EXERCISE PROMPT: List each line in the records below that contains the word "order".

Segmentation mask data
--------

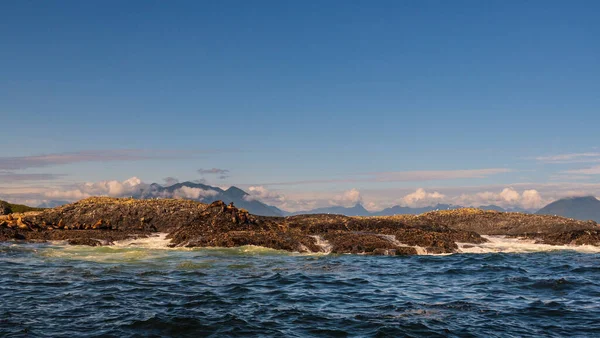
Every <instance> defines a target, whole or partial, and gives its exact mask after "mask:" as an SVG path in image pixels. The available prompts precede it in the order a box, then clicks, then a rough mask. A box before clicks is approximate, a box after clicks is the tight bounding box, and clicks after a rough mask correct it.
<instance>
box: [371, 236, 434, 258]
mask: <svg viewBox="0 0 600 338" xmlns="http://www.w3.org/2000/svg"><path fill="white" fill-rule="evenodd" d="M379 237H381V238H384V239H386V240H388V241H390V242H392V243H393V244H394V245H395V246H399V247H408V248H414V249H415V251H417V255H427V249H425V248H423V247H420V246H417V245H408V244H404V243H402V242H400V241H398V239H396V236H394V235H379Z"/></svg>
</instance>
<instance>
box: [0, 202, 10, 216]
mask: <svg viewBox="0 0 600 338" xmlns="http://www.w3.org/2000/svg"><path fill="white" fill-rule="evenodd" d="M10 213H12V209H11V207H10V204H8V202H5V201H2V200H0V215H8V214H10Z"/></svg>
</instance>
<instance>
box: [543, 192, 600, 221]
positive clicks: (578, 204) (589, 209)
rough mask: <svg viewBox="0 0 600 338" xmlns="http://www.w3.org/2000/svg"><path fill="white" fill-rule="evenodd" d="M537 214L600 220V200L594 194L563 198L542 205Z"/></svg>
mask: <svg viewBox="0 0 600 338" xmlns="http://www.w3.org/2000/svg"><path fill="white" fill-rule="evenodd" d="M537 214H539V215H559V216H563V217H569V218H575V219H579V220H583V221H585V220H594V221H596V222H600V200H598V199H597V198H596V197H594V196H580V197H569V198H563V199H560V200H558V201H555V202H552V203H550V204H548V205H547V206H545V207H543V208H542V209H540V210H539V211H538V212H537Z"/></svg>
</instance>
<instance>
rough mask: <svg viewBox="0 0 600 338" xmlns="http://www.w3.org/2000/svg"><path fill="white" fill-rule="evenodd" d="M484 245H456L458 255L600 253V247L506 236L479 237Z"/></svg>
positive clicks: (484, 236)
mask: <svg viewBox="0 0 600 338" xmlns="http://www.w3.org/2000/svg"><path fill="white" fill-rule="evenodd" d="M481 237H484V238H485V239H487V240H488V241H487V242H486V243H481V244H471V243H457V244H458V250H459V252H460V253H476V254H483V253H534V252H550V251H564V250H570V251H577V252H582V253H600V247H597V246H593V245H549V244H539V243H535V241H534V240H530V239H522V238H513V237H506V236H481Z"/></svg>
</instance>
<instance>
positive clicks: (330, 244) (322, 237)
mask: <svg viewBox="0 0 600 338" xmlns="http://www.w3.org/2000/svg"><path fill="white" fill-rule="evenodd" d="M310 237H312V238H314V239H315V240H316V241H317V242H316V243H315V244H316V245H317V246H318V247H319V248H321V251H322V252H323V253H325V254H330V253H331V250H333V246H332V245H331V244H330V243H329V241H327V240H326V239H324V238H323V237H321V236H318V235H314V236H310Z"/></svg>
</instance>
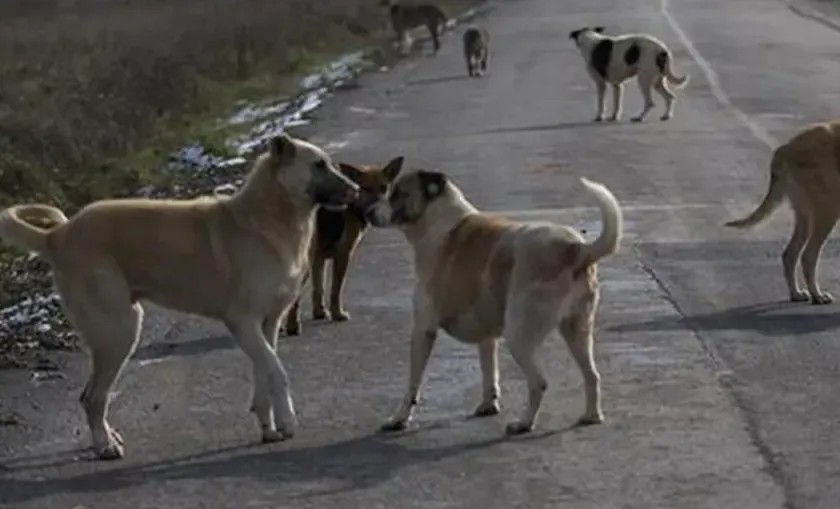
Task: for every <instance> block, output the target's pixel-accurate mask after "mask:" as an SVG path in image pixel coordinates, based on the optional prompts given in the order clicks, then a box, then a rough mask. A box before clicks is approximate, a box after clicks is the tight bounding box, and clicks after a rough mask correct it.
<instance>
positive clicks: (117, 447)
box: [96, 443, 125, 461]
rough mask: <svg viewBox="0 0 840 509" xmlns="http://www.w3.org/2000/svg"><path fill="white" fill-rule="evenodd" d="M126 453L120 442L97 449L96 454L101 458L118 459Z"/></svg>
mask: <svg viewBox="0 0 840 509" xmlns="http://www.w3.org/2000/svg"><path fill="white" fill-rule="evenodd" d="M124 455H125V451H124V450H123V446H122V445H120V444H118V443H112V444H108V445H106V446H105V447H103V448H101V449H99V450H98V451H96V456H97V457H99V459H101V460H105V461H109V460H118V459H120V458H122V457H123V456H124Z"/></svg>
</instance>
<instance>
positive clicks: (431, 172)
mask: <svg viewBox="0 0 840 509" xmlns="http://www.w3.org/2000/svg"><path fill="white" fill-rule="evenodd" d="M417 176H418V178H419V179H420V186H421V187H422V188H423V197H424V198H425V199H426V201H432V200H434V199H435V198H437V197H438V196H440V195H441V194H443V191H444V190H445V189H446V175H444V174H443V173H441V172H439V171H426V170H420V171H418V172H417Z"/></svg>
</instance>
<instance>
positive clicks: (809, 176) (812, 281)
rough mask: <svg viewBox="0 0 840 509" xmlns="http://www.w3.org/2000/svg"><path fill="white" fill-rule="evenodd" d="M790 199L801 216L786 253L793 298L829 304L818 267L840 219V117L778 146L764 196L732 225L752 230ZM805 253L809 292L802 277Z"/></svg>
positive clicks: (802, 134) (735, 226)
mask: <svg viewBox="0 0 840 509" xmlns="http://www.w3.org/2000/svg"><path fill="white" fill-rule="evenodd" d="M786 197H787V198H788V200H789V201H790V205H791V208H792V209H793V213H794V217H795V222H794V228H793V234H792V235H791V237H790V241H789V242H788V244H787V246H786V247H785V250H784V252H783V253H782V265H783V267H784V276H785V282H786V283H787V287H788V293H789V295H790V300H791V301H793V302H805V301H807V300H809V299H810V301H811V303H812V304H829V303H831V302H832V301H833V299H832V296H831V294H829V293H827V292H823V291H822V290H820V287H819V284H818V283H817V279H818V274H817V269H818V263H819V258H820V253H821V252H822V248H823V244H824V243H825V241H826V239H827V238H828V235H829V234H830V233H831V231H832V230H833V229H834V225H835V224H836V223H837V219H838V218H840V121H836V122H825V123H819V124H811V125H809V126H807V127H805V128H804V129H802V130H801V131H800V132H799V133H797V134H796V135H795V136H794V137H793V138H791V140H790V141H788V142H787V143H784V144H782V145H780V146H779V147H778V148H776V150H775V151H774V152H773V159H772V160H771V162H770V185H769V187H768V189H767V194H766V195H765V196H764V200H762V202H761V204H760V205H759V206H758V208H756V209H755V210H754V211H753V212H752V213H751V214H750V215H749V216H748V217H746V218H744V219H739V220H737V221H730V222H728V223H726V226H730V227H734V228H750V227H752V226H754V225H756V224H758V223H760V222H762V221H764V220H765V219H767V218H768V217H770V215H771V214H772V213H773V211H774V210H776V208H778V206H779V205H780V204H781V203H782V202H783V201H784V199H785V198H786ZM800 257H801V260H802V273H803V275H804V276H805V283H806V284H807V286H808V291H807V292H806V291H803V290H801V289H800V288H799V283H798V282H797V278H796V267H797V265H798V264H799V261H800Z"/></svg>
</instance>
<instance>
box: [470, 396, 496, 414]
mask: <svg viewBox="0 0 840 509" xmlns="http://www.w3.org/2000/svg"><path fill="white" fill-rule="evenodd" d="M493 415H499V400H497V399H494V400H492V401H484V402H482V403H481V404H480V405H478V407H476V409H475V411H474V412H473V416H474V417H490V416H493Z"/></svg>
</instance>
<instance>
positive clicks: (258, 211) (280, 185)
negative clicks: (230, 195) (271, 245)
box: [226, 166, 316, 262]
mask: <svg viewBox="0 0 840 509" xmlns="http://www.w3.org/2000/svg"><path fill="white" fill-rule="evenodd" d="M226 207H227V208H228V209H229V210H230V211H231V213H232V214H233V216H234V219H235V220H236V221H237V223H239V224H240V225H241V226H243V227H245V228H247V229H249V230H252V231H254V232H257V233H259V234H260V235H262V236H264V237H265V238H266V240H268V241H269V242H270V243H271V244H272V245H273V246H274V247H275V249H277V250H278V255H280V256H285V257H291V258H294V259H295V260H298V261H300V260H301V259H302V260H303V261H305V255H306V253H307V251H308V250H309V244H310V242H311V237H312V231H313V229H314V225H315V211H316V206H315V204H314V203H312V202H311V200H310V199H309V198H308V197H296V196H294V195H293V193H291V192H290V191H289V189H287V188H286V187H285V186H284V185H283V184H282V183H281V182H279V181H278V180H277V178H276V175H275V173H274V171H273V170H272V169H271V168H270V167H267V166H264V167H259V166H258V167H257V168H255V169H254V171H253V172H252V173H251V175H249V176H248V179H247V180H246V181H245V183H244V184H243V186H242V188H241V189H240V190H239V191H238V192H237V193H236V194H234V195H233V196H231V197H230V199H228V200H227V202H226ZM290 251H291V252H290ZM290 261H291V262H294V260H290Z"/></svg>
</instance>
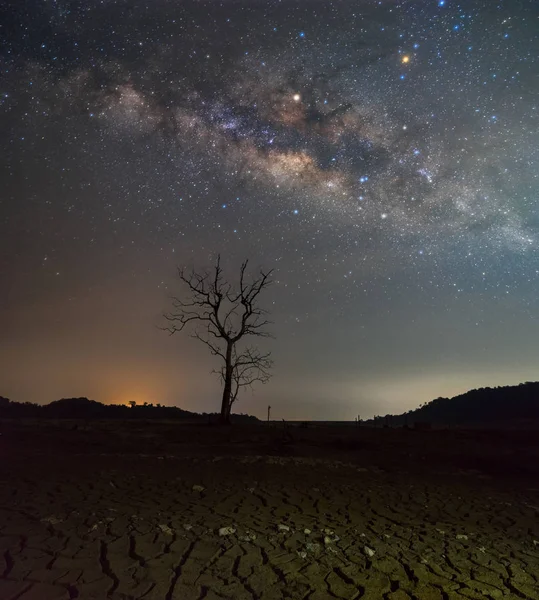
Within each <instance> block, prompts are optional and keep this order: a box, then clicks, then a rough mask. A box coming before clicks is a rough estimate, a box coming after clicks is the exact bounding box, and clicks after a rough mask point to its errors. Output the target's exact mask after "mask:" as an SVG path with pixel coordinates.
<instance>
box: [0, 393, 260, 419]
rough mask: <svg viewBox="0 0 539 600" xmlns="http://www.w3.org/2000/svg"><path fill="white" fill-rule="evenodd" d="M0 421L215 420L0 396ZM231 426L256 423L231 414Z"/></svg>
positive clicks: (75, 400) (195, 414) (170, 410)
mask: <svg viewBox="0 0 539 600" xmlns="http://www.w3.org/2000/svg"><path fill="white" fill-rule="evenodd" d="M0 418H4V419H16V418H34V419H40V418H49V419H167V420H168V419H178V420H183V421H194V422H201V423H207V422H208V421H215V420H217V415H216V414H213V413H211V414H209V413H202V414H200V413H194V412H190V411H187V410H182V409H181V408H178V407H177V406H162V405H161V404H147V403H145V404H139V405H133V406H124V405H121V404H102V403H101V402H96V401H95V400H89V399H88V398H62V399H61V400H55V401H54V402H51V403H50V404H45V405H39V404H32V403H30V402H24V403H21V402H12V401H11V400H8V399H7V398H4V397H3V396H0ZM231 420H232V422H233V423H249V422H252V423H256V422H258V419H257V418H256V417H252V416H251V415H242V414H239V415H238V414H233V415H232V416H231Z"/></svg>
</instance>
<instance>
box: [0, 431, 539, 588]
mask: <svg viewBox="0 0 539 600" xmlns="http://www.w3.org/2000/svg"><path fill="white" fill-rule="evenodd" d="M0 432H1V434H2V435H1V436H0V600H14V599H19V598H20V599H21V600H59V599H69V598H80V599H90V598H95V599H106V598H110V599H116V600H120V599H124V600H127V599H137V600H138V599H145V600H172V599H174V600H191V599H193V600H198V599H203V598H206V599H208V600H210V599H217V598H230V599H235V600H243V599H245V600H247V599H248V600H252V599H255V598H260V599H264V600H270V599H275V600H277V599H281V598H292V599H300V598H306V599H307V598H308V599H310V600H322V599H326V598H346V599H352V598H363V599H371V600H375V599H387V600H406V599H410V598H411V599H417V600H431V599H432V600H442V599H446V600H450V599H455V600H456V599H462V598H483V599H484V598H532V599H539V439H538V436H537V434H529V435H526V434H522V433H518V432H512V433H510V434H509V433H508V434H503V435H502V434H496V433H493V432H489V433H481V432H474V433H464V432H455V431H451V432H437V431H424V432H418V431H417V432H416V431H404V430H368V429H360V430H358V429H354V428H350V429H346V428H321V429H306V430H303V429H288V430H287V431H285V430H283V429H280V428H265V427H262V426H261V427H249V428H245V427H244V428H239V427H236V428H232V429H230V430H225V431H223V430H221V429H219V428H214V427H208V426H206V427H200V426H199V427H195V426H186V425H180V424H167V423H161V424H159V423H149V424H144V423H140V422H134V423H114V422H104V423H91V424H88V423H86V424H85V423H73V422H56V423H52V422H48V423H44V422H43V423H22V422H19V423H6V422H4V423H0Z"/></svg>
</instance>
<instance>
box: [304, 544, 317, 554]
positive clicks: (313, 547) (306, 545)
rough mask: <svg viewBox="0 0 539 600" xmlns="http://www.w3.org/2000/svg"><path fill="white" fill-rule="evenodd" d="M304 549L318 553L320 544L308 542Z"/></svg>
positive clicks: (307, 551) (313, 552) (312, 552)
mask: <svg viewBox="0 0 539 600" xmlns="http://www.w3.org/2000/svg"><path fill="white" fill-rule="evenodd" d="M305 550H307V552H312V553H313V554H318V552H320V544H317V543H315V542H308V543H307V544H305Z"/></svg>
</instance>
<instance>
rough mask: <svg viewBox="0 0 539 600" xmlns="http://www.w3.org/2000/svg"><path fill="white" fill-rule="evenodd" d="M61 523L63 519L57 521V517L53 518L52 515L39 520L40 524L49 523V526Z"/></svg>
mask: <svg viewBox="0 0 539 600" xmlns="http://www.w3.org/2000/svg"><path fill="white" fill-rule="evenodd" d="M62 521H63V519H59V518H58V517H55V516H54V515H51V516H50V517H45V518H44V519H41V522H42V523H50V524H51V525H58V523H61V522H62Z"/></svg>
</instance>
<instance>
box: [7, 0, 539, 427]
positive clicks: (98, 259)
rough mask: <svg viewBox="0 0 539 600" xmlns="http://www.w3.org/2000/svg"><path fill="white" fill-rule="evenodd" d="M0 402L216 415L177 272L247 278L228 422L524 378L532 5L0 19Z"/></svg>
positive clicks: (162, 5)
mask: <svg viewBox="0 0 539 600" xmlns="http://www.w3.org/2000/svg"><path fill="white" fill-rule="evenodd" d="M0 24H1V26H0V134H1V136H0V183H1V185H0V291H1V293H0V331H1V332H2V333H1V336H0V386H1V389H0V394H1V395H4V396H8V397H9V398H11V399H12V400H19V401H35V402H40V403H42V402H43V403H44V402H50V401H52V400H55V399H58V398H60V397H69V396H88V397H90V398H94V399H96V400H100V401H102V402H113V403H117V402H128V401H130V400H135V401H137V402H145V401H147V402H161V403H163V404H175V405H178V406H181V407H182V408H185V409H188V410H197V411H212V410H218V409H219V402H220V395H219V394H220V392H219V388H220V383H219V380H218V378H217V377H215V375H212V374H211V370H212V369H213V368H215V367H217V366H218V365H217V364H216V363H215V362H214V359H212V357H211V356H210V355H209V354H208V353H207V351H206V349H205V348H204V347H203V346H199V345H197V343H196V342H195V341H193V340H191V339H189V338H188V337H182V336H180V335H175V336H167V335H166V334H165V333H164V332H163V331H161V330H160V329H159V326H160V325H162V313H163V312H164V311H165V310H167V309H168V308H169V307H170V306H169V296H170V295H171V294H174V293H177V292H178V290H179V288H178V286H177V283H178V282H177V276H176V267H178V266H187V267H189V266H192V265H194V266H196V267H202V266H207V265H211V264H212V263H213V262H214V261H215V257H216V255H217V253H221V255H222V260H223V264H224V266H225V270H226V272H227V273H228V274H230V276H231V277H234V275H235V273H236V272H237V271H238V267H239V264H240V263H241V261H242V260H244V259H245V258H249V259H250V264H251V265H252V266H253V268H258V267H265V268H268V269H270V268H273V269H275V272H274V279H275V283H274V285H273V287H272V288H271V289H270V290H268V292H267V294H266V296H265V298H264V302H265V306H266V307H267V308H269V309H270V310H271V313H272V320H273V321H274V325H273V326H272V331H273V334H274V336H275V339H274V340H268V341H266V340H264V341H263V343H262V345H261V346H262V348H263V349H264V350H271V351H272V352H273V358H274V361H275V369H274V377H273V379H272V381H271V382H270V383H269V384H267V385H266V386H263V387H260V388H258V389H256V390H255V391H254V393H250V392H247V393H246V394H245V395H244V396H243V397H242V398H241V399H240V400H239V401H238V405H237V407H236V410H237V411H239V412H249V413H251V414H256V415H257V416H261V417H263V416H264V415H265V414H266V410H267V405H268V404H271V405H272V414H273V415H274V416H275V418H278V419H280V418H290V419H353V418H354V417H355V416H356V415H358V414H360V415H361V416H362V417H370V416H372V415H374V414H386V413H387V412H393V413H397V412H402V411H404V410H408V409H411V408H415V407H416V406H418V405H419V404H420V403H422V402H426V401H429V400H431V399H433V398H435V397H437V396H451V395H455V394H457V393H461V392H463V391H465V390H467V389H470V388H472V387H481V386H486V385H503V384H514V383H518V382H520V381H526V380H536V379H538V378H539V377H538V370H537V369H538V364H539V360H538V359H539V344H538V343H537V340H538V339H539V321H538V315H539V310H538V309H539V277H538V276H539V229H538V228H539V212H538V203H539V76H538V74H539V6H538V5H537V2H535V1H534V0H529V1H527V0H497V1H496V0H484V1H475V0H470V1H466V2H460V3H459V2H457V1H456V0H408V1H405V0H403V1H397V0H376V1H374V0H354V1H352V0H334V1H332V0H328V1H322V0H300V1H292V0H281V1H271V2H270V1H266V0H223V1H221V2H217V1H216V0H208V1H196V2H195V1H189V0H186V1H182V2H177V1H173V0H152V1H151V2H148V1H145V2H143V1H140V0H124V1H122V0H42V1H38V0H11V1H8V2H3V3H2V8H0Z"/></svg>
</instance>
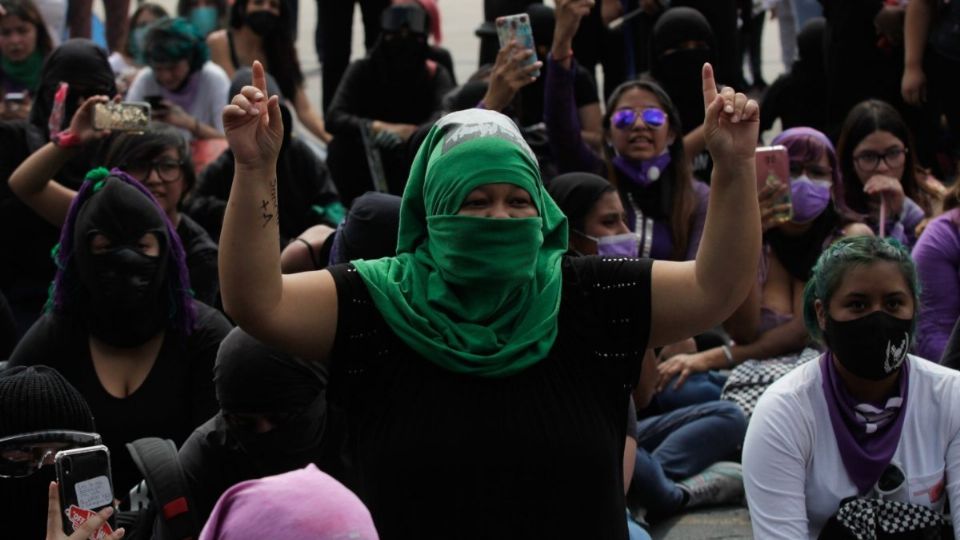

--------

RESPONSE AREA:
Every <instance> defines a target, whole or partial, and gives its exact mask after "mask:" as an SVG path in image pixels. The available prompts precede it in the order a box, then clicks, then a rough mask. A box before clicks is approximate, a box after clicks is the tight bounding box, and clicks after a rough mask correct it.
Task: for every <instance> block, output the target's pixel-accurate mask after "mask:" as an SVG path in image pixel coordinates, based on the optional prompts given in the order clicks, then a box, then a rough mask. A box before clicks is approximate, a box after clicks is the tight bounding box, and clicks after a rough mask correct it.
Within each <instance> block, prompts are optional and keep this order: a box, then clicks, then a rough mask. A box coming before clicks is a rough estimate, a box coming after clicks is the exact bounding box, and clicks after a rough mask point to its errors. Output the target's exact mask after "mask:" as an SVG path with pixel coordinates.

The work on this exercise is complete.